Start of The input
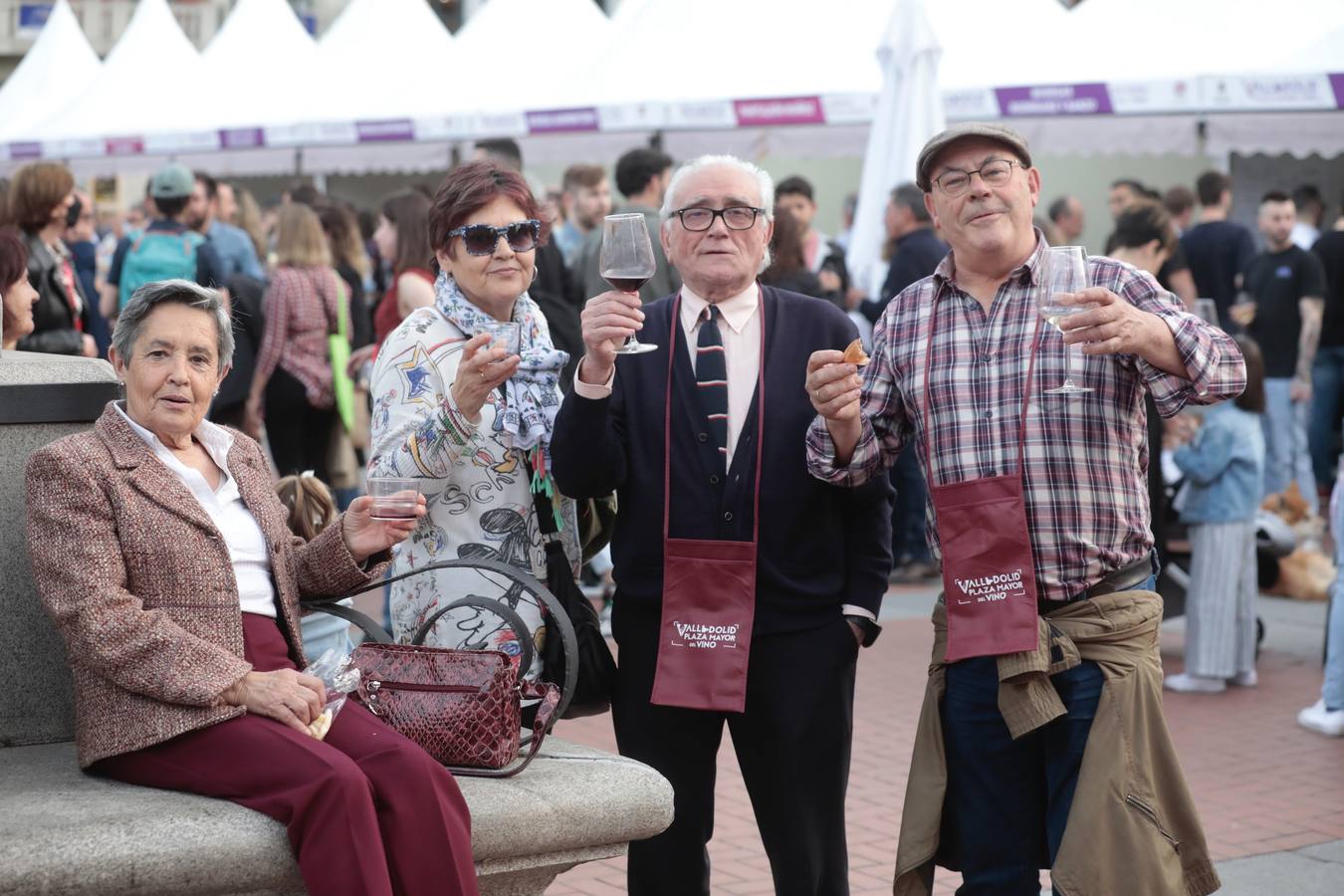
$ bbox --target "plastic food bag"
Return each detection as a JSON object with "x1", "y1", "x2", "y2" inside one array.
[{"x1": 304, "y1": 650, "x2": 358, "y2": 740}]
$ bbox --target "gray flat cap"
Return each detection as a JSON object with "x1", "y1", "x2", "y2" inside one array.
[{"x1": 915, "y1": 120, "x2": 1030, "y2": 192}]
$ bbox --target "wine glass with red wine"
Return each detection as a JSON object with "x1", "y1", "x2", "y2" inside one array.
[{"x1": 599, "y1": 212, "x2": 659, "y2": 354}]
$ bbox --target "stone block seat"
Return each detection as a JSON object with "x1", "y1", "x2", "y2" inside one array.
[{"x1": 0, "y1": 352, "x2": 672, "y2": 896}]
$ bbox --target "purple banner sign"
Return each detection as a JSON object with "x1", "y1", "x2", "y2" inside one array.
[
  {"x1": 104, "y1": 137, "x2": 145, "y2": 156},
  {"x1": 995, "y1": 84, "x2": 1113, "y2": 118},
  {"x1": 733, "y1": 97, "x2": 826, "y2": 127},
  {"x1": 527, "y1": 107, "x2": 602, "y2": 134},
  {"x1": 219, "y1": 127, "x2": 266, "y2": 149},
  {"x1": 354, "y1": 118, "x2": 415, "y2": 143}
]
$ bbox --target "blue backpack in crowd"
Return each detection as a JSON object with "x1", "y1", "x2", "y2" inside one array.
[{"x1": 116, "y1": 230, "x2": 206, "y2": 309}]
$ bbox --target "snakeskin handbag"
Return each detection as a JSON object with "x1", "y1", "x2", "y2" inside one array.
[{"x1": 352, "y1": 597, "x2": 560, "y2": 778}]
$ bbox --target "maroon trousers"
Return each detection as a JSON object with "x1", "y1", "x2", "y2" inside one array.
[{"x1": 90, "y1": 612, "x2": 479, "y2": 896}]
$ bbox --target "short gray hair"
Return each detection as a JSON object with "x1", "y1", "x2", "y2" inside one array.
[
  {"x1": 112, "y1": 280, "x2": 234, "y2": 369},
  {"x1": 659, "y1": 154, "x2": 775, "y2": 274}
]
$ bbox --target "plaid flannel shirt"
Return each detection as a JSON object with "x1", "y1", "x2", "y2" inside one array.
[{"x1": 807, "y1": 235, "x2": 1245, "y2": 600}]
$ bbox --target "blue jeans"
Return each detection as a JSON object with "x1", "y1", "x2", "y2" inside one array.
[
  {"x1": 891, "y1": 438, "x2": 930, "y2": 564},
  {"x1": 1306, "y1": 345, "x2": 1344, "y2": 485},
  {"x1": 1321, "y1": 480, "x2": 1344, "y2": 709},
  {"x1": 1260, "y1": 377, "x2": 1320, "y2": 513},
  {"x1": 942, "y1": 576, "x2": 1156, "y2": 896},
  {"x1": 942, "y1": 657, "x2": 1103, "y2": 896}
]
End of The input
Stated exercise>
Write out every entry again word for word, without any of the pictures.

Answer in full>
$ bbox --target "plastic food bag"
Return each detection as a JSON object with "x1", "y1", "x2", "y2" inside one array.
[{"x1": 304, "y1": 650, "x2": 358, "y2": 740}]
$ bbox --target "gray flat cap"
Return each detection as a JSON object with "x1", "y1", "x2", "y2" inside one array.
[{"x1": 915, "y1": 120, "x2": 1030, "y2": 192}]
$ bbox --target "wine glass with red wine"
Return each detection as a JSON object with "x1", "y1", "x2", "y2" inside one array.
[{"x1": 599, "y1": 212, "x2": 659, "y2": 354}]
$ bbox --target "stone block seat"
Return each detection as a JSON object with "x1", "y1", "x2", "y2" inside one array.
[{"x1": 0, "y1": 352, "x2": 672, "y2": 896}]
$ bbox --target "purple banner sign"
Return each detection as a JSON object with "x1", "y1", "x2", "y2" inside one array.
[
  {"x1": 104, "y1": 137, "x2": 145, "y2": 156},
  {"x1": 995, "y1": 84, "x2": 1113, "y2": 118},
  {"x1": 733, "y1": 97, "x2": 826, "y2": 127},
  {"x1": 527, "y1": 107, "x2": 602, "y2": 134},
  {"x1": 219, "y1": 127, "x2": 266, "y2": 149},
  {"x1": 354, "y1": 118, "x2": 415, "y2": 143}
]
$ bbox --target "blue backpack in crowd"
Return each detection as a JSON object with "x1", "y1", "x2", "y2" inside one array.
[{"x1": 116, "y1": 230, "x2": 206, "y2": 309}]
$ bbox --target "snakeskin handbag"
Return each detection as a JSON object with "x1", "y1", "x2", "y2" inside one array.
[{"x1": 352, "y1": 597, "x2": 560, "y2": 778}]
$ bbox --target "maroon trousers"
Return each detection as a JSON object with "x1", "y1", "x2", "y2" inside one array.
[{"x1": 90, "y1": 612, "x2": 479, "y2": 896}]
$ bbox --target "short gray hair"
Return each detection as a JSON object with "x1", "y1", "x2", "y2" inside one array.
[
  {"x1": 112, "y1": 280, "x2": 234, "y2": 369},
  {"x1": 659, "y1": 154, "x2": 775, "y2": 274}
]
$ bbox --target "plaid flannel shirt"
Return each detection as a JSON object with "x1", "y1", "x2", "y2" inside one array.
[{"x1": 807, "y1": 235, "x2": 1245, "y2": 600}]
$ bbox --target "blue jeans"
Return each detection as a JSON object with "x1", "y1", "x2", "y2" inside one array.
[
  {"x1": 891, "y1": 438, "x2": 930, "y2": 564},
  {"x1": 1306, "y1": 345, "x2": 1344, "y2": 485},
  {"x1": 1321, "y1": 480, "x2": 1344, "y2": 709},
  {"x1": 1260, "y1": 377, "x2": 1320, "y2": 513},
  {"x1": 942, "y1": 576, "x2": 1156, "y2": 896},
  {"x1": 942, "y1": 657, "x2": 1103, "y2": 896}
]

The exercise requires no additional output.